Mobile payments: drivers, challenges and solutions in Africa

For 2009 and 2010, it is clear that Africa is one of the most fertile areas of growth in the world for the development and proliferation of mobile payments services.

Moreover, because of the unique sets of drivers that exist in Africa, operators here are experiencing an unprecedented acceleration in the “velocity” of the demand for these services as well as the need to deliver mobile payments solutions just as rapidly. Why is it so critical for operators to meet this “race to deliver mobile payments offerings?”
Arnaud Chevalier, Director of New Domains and Technical Sales for Kabira Technologies, a leading provider of mobile payments solutions states, “The answer is clear. Mobile payments, in Africa today, are high priority services so operators need to position themselves with highly visible, highly reliable and highly credible payments network. Only after a payment network has achieved this positioning will an operator be able to attract a critical mass of subscribers – and once a payments network reaches this critical mass, the inherent “stickiness” of mobile payments services within the market environment in Africa will make it exceptionally difficult for later entrants to also gain critical mass and compete effectively.” What Chevalier points out is that in essence, operators who attain true first-mover advantage can build themselves a formidable defense and dominate the market.

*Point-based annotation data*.
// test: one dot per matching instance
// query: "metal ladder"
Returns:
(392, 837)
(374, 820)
...
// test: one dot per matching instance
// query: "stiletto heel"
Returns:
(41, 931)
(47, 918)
* * *
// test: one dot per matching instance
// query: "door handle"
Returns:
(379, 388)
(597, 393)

*Task requirements*.
1. According to the mobile payments article, why is it so important for operators in Africa to be first to deliver mobile payments offerings? Answer in one to three sentences.
2. Gather every line of the records that contains the string "query".

*Results*.
1. Only an operator with a highly visible, highly reliable and highly credible payments network can attract a critical mass of subscribers. Once a network reaches that critical mass, the stickiness of mobile payments in Africa makes it exceptionally difficult for later entrants to gain critical mass and compete. Operators with true first-mover advantage can therefore build a formidable defense and dominate the market.

2.
// query: "metal ladder"
// query: "stiletto heel"
// query: "door handle"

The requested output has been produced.